**Excerpt provided**
◆ ◆ ◆ ◆
The defendant Olson was raised on the shoulders of defendants Snyder and Anderson, on Main Street about fifty or sixty feet south of Arcadia Street, and began to make a speech. Speaking in the streets is not prohibited there. Police officers who were near heard a crowd shouting, and as they approached saw Olson above the crowd, holding a placard, and heard him shouting. One of the police officers started toward him, and had to force his way through by pushing aside a ring of eight or ten people, who surrounded these three defendants, to get there. As he approached he heard Olson shout, “Don’t let the police disperse us, don’t let them arrest our speakers, fight for unemployment insurance, fight against unemployment! ’ ’ The police officers testified that the noise was so great they could not hear all that was said. As soon as the first police officer reached defendants he told them to disperse, that they were disturbing the peace and blocking traffic. Olson refused to get down, but went on speaking and said the streets were public and he would speak there if he wanted to. Two other police officers came up and the three pulled Olson down, in spite of much forcible resistance on the part of all three defendants, and the defendants were arrested. Defendant Anderson then threw in the air a handful of cards bearing the words “fight police brutality”. While the arrest was being made the crowd was shouting, “Don’t arrest our speakers!”
The arrest of defendants Olson, Anderson and Snyder was witnessed by defendants Chambers and Yamaguchi. Shortly thereafter, around the corner, but within a distance of 100 feet from the scene of that arrest, Chambers was *771held up on the shoulders of Yamaguchi and began to make a speech to the crowd on Arcadia Street just east of Main Street, at a place where speech-making was prohibited by ordinance. He was “hollering in a loud manner” and saying, “Fellow workers and comrades, don’t starve, fight”, and also something about the release of Imperial Valley prisoners. Before he spoke further both defendants were arrested. Chambers had a placard on which was printed “Demand release of Imperial Valley prisoners,” and Yamaguchi had a placard reading “Vote Communist.” A police officer told the defendants to go on, and they refused, whereupon they were arrested.
◆ ◆ ◆ ◆
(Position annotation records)

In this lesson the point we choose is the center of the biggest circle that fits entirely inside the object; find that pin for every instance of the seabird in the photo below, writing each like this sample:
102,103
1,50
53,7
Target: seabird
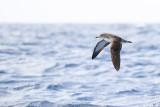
115,47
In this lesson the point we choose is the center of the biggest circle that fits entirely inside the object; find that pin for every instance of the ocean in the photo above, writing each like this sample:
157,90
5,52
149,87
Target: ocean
50,65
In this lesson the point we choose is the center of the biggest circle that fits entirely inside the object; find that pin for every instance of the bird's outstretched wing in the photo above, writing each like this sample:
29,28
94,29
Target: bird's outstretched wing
115,54
99,47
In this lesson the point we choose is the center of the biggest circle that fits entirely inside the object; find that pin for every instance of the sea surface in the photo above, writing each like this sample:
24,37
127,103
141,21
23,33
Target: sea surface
50,65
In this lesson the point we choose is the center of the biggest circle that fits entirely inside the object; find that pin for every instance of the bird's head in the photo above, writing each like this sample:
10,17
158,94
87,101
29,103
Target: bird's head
103,35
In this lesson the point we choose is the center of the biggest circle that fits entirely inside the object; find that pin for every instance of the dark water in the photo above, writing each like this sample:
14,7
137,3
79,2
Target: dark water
50,65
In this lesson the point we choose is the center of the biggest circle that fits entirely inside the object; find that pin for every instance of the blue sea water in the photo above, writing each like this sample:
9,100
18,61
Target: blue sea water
50,66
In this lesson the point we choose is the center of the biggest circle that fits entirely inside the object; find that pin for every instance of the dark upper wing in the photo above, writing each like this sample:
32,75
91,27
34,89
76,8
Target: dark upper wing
100,45
115,54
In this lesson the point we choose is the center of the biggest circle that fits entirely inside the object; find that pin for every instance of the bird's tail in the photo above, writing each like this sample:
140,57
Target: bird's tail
123,40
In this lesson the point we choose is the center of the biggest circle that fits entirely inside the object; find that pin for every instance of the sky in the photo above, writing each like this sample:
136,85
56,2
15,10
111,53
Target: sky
79,11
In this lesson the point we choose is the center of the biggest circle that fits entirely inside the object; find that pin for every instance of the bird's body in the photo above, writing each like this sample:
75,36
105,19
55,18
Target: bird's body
115,48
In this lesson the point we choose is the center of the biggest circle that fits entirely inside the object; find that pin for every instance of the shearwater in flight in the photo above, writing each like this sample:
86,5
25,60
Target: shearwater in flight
115,47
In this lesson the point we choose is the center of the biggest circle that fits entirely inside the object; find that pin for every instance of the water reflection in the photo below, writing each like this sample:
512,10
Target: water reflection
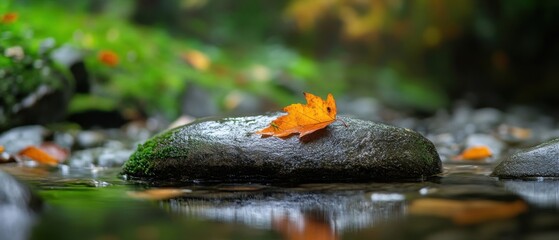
297,213
542,193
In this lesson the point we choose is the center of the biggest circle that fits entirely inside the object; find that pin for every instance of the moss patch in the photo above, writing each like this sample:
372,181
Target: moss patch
142,161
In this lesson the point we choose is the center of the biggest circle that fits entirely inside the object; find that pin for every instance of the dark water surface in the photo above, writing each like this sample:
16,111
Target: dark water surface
462,203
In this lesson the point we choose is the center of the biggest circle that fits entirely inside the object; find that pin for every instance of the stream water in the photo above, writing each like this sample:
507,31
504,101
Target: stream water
462,203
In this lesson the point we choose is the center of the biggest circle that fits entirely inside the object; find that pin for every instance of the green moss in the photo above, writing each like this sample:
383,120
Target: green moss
142,161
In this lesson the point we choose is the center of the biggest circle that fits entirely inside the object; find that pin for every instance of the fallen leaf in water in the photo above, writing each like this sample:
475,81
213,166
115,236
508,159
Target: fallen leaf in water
39,155
159,193
303,119
474,153
197,59
306,228
468,211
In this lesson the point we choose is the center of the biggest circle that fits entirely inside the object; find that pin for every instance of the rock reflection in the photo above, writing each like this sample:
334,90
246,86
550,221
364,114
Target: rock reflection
542,193
296,213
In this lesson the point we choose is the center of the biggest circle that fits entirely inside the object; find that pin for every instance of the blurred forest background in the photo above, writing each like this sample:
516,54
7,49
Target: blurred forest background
166,58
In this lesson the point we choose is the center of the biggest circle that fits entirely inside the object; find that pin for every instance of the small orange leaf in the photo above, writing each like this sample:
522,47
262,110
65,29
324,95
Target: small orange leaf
159,194
38,155
303,119
108,58
197,59
9,17
474,153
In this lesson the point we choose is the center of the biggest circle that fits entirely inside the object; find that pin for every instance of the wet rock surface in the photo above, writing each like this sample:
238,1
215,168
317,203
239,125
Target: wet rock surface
538,161
229,150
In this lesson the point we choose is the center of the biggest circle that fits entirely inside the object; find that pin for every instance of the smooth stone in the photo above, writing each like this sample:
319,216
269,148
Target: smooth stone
538,161
229,150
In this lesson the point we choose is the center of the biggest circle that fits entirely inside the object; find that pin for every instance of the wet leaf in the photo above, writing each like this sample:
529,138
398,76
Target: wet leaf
469,211
159,194
40,155
475,153
303,119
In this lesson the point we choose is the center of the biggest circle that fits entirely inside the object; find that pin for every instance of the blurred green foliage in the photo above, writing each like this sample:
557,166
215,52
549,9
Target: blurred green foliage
412,54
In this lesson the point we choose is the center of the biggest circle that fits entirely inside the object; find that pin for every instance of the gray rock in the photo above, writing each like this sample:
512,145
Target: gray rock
229,150
539,161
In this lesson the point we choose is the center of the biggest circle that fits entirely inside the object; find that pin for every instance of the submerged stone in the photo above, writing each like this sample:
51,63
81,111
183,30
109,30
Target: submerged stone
538,161
228,150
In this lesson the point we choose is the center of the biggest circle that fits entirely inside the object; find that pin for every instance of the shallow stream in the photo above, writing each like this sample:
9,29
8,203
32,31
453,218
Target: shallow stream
462,203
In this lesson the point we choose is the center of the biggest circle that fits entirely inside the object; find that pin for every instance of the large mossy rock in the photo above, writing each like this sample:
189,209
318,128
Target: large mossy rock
538,161
228,150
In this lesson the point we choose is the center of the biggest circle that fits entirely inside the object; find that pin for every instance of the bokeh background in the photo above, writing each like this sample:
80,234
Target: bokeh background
107,62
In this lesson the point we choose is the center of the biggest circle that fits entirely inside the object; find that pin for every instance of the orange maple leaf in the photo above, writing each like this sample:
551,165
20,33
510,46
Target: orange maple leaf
39,155
474,153
303,119
108,58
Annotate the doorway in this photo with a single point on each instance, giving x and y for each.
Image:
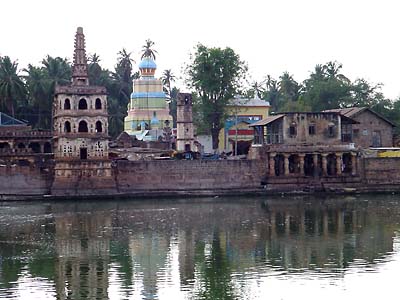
(83, 153)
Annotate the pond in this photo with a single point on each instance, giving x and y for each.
(205, 248)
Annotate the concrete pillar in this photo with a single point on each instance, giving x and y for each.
(272, 164)
(338, 163)
(301, 156)
(316, 167)
(324, 164)
(353, 163)
(286, 163)
(287, 223)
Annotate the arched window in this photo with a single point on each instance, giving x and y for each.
(99, 126)
(67, 104)
(67, 126)
(82, 104)
(82, 126)
(97, 105)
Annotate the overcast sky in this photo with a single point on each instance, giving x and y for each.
(271, 36)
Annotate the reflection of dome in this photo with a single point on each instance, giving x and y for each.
(147, 63)
(154, 121)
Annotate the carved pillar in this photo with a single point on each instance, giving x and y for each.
(324, 164)
(301, 156)
(272, 164)
(353, 163)
(338, 163)
(286, 163)
(316, 167)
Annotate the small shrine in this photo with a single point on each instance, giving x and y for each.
(148, 108)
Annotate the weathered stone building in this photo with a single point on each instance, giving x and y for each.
(80, 128)
(371, 129)
(306, 144)
(184, 123)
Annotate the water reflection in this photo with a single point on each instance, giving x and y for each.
(196, 249)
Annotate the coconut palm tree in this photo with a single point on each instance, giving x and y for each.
(12, 88)
(37, 85)
(147, 50)
(167, 77)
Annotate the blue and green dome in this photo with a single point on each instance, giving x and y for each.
(147, 63)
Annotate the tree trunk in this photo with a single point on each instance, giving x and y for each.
(215, 138)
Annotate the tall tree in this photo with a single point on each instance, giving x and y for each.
(39, 94)
(216, 75)
(12, 87)
(148, 51)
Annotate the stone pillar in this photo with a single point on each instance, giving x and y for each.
(338, 163)
(286, 163)
(301, 156)
(353, 163)
(316, 167)
(324, 164)
(272, 164)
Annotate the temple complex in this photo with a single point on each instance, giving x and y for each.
(80, 128)
(148, 108)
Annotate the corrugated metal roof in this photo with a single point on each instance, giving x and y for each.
(267, 120)
(249, 102)
(6, 120)
(353, 111)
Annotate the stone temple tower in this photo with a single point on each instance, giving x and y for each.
(80, 128)
(184, 123)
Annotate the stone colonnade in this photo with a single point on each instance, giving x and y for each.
(312, 164)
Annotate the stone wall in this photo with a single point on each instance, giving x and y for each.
(17, 182)
(188, 175)
(381, 173)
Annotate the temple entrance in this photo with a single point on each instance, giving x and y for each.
(279, 165)
(83, 153)
(347, 165)
(331, 164)
(294, 164)
(308, 165)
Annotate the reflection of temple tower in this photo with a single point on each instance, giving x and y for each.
(80, 127)
(148, 109)
(83, 259)
(184, 123)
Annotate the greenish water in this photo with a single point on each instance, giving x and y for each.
(212, 248)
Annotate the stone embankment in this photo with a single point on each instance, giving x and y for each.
(197, 177)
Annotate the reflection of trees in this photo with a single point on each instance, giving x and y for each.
(215, 271)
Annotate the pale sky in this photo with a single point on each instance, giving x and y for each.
(272, 36)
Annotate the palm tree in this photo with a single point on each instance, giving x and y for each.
(12, 88)
(147, 50)
(39, 94)
(167, 78)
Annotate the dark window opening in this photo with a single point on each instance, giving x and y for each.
(67, 104)
(98, 104)
(67, 127)
(82, 104)
(83, 153)
(99, 127)
(82, 127)
(331, 131)
(311, 129)
(292, 130)
(47, 147)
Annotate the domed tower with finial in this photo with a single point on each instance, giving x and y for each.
(80, 124)
(148, 107)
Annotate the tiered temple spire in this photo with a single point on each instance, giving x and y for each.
(79, 68)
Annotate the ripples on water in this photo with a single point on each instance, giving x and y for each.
(201, 249)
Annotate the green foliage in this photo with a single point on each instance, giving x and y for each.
(215, 74)
(12, 88)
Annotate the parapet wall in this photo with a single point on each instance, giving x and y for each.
(185, 175)
(382, 173)
(16, 182)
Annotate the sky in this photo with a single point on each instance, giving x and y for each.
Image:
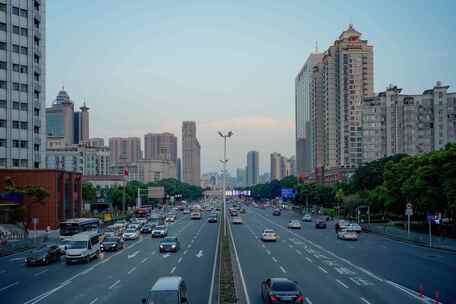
◆ ◆ ◆ ◆
**Things to do**
1. Name every defendant mentioned in the account of the street-speech arrests.
2. Write the next part of the account of the street-speech arrests, starting after its final sentence.

**Results for each task**
1. Olson, Snyder, Anderson, Chambers, Yamaguchi

2.
The defendant Beynor was raised on the shoulders of two other persons, near the corner of Arcadia and Los Angeles Streets, at a place where speech-making in the streets was prohibited, and began to speak to a crowd of about sixty-five people. She said rather loudly, “Fellow workers, don’t run, fight,” and “down with the police”. The crowd had been moving on at the direction of the police, and she was trying to stop them. Officer Chambers three times told her and those with her to move on and not obstruct the sidewalk, and another officer told them to move on, but they refused, defendant Beynor saying, “This is our sidewalk and we can make speeches anywhere we want to.”
The evidence was conflicting, but the foregoing statement finds support in that part of it which, as shown by their verdict, the jury believed. We cannot review their determination as to its credibility. These facts are sufficient to warrant a finding that one of the purposes of the assembly in which the defendants participated was to resist by force any attempt to arrest or disperse them and to commit a disturbance of the peace, within the meaning we have already given that term. Some of the defendants went further than others in executing this unlawful purpose, but their guilt does not depend on the consummation of the purpose by all, or even by any, of them. The four facts necessary under section 416 were shown as to each defendant. People v. Wallace, supra, was a similar case, though the evidence against defendants was perhaps somewhat stronger than here, and a conviction was sustained under a statute providing for the punishment of one who ‘■‘seriously disturbs or endangers the public peace”.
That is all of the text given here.